_SELECTED PASSAGE_
Based on the latest version of TAE - Arturia's proprietary technology for analog emulation - the Jupiter-8V offers a new generation of features: The integration of effects within the synthesis line allows for drastic modifications of the original sound; with Galaxy, a graphical tool made to program two LFOs at the same time, you get a unique and innovative source of modulation; and with the modulation sequencer you can create new evolving sounds extremely easily.

The Jupiter-8V includes more than 400 presets made by a selection of top musicians. Fully compatible with the main protocols and systems in the industry, it can be used as stand-alone software or as a virtual instrument.

Main Features:

  • Up to 32 voices of polyphony, and a Unison mode.
  • A unique audio structure featuring 2 oscillators per voice, 2 LFOs, 2 filters and 2 envelopes.
  • Keyboard split and layer.
  • A set of Analog and Digital Effects available within the synthesis line: Bit Crusher, Chorus, Distortion, Param Eq, Phaser, Ring Mod.
  • 2 Digital Effects to be chosen among Chorus, Delay and Phaser, and to be placed on the output of the synth.

_EXERCISE 1_
From the Jupiter-8V description, list every effect named as available within the synthesis line.
_EXERCISE 2_
Reproduce a passage of the Jupiter-8V description verbatim, beginning at the words "Based on the" and stopping after the words "sounds extremely easily.".

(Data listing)
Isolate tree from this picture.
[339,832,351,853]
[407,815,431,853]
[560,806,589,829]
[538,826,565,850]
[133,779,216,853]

_FULL OUTPUT 1_
Bit Crusher, Chorus, Distortion, Param Eq, Phaser, Ring Mod

_FULL OUTPUT 2_
Based on the latest version of TAE - Arturia's proprietary technology for analog emulation - the Jupiter-8V offers a new generation of features: The integration of effects within the synthesis line allows for drastic modifications of the original sound; with Galaxy, a graphical tool made to program two LFOs at the same time, you get a unique and innovative source of modulation; and with the modulation sequencer you can create new evolving sounds extremely easily.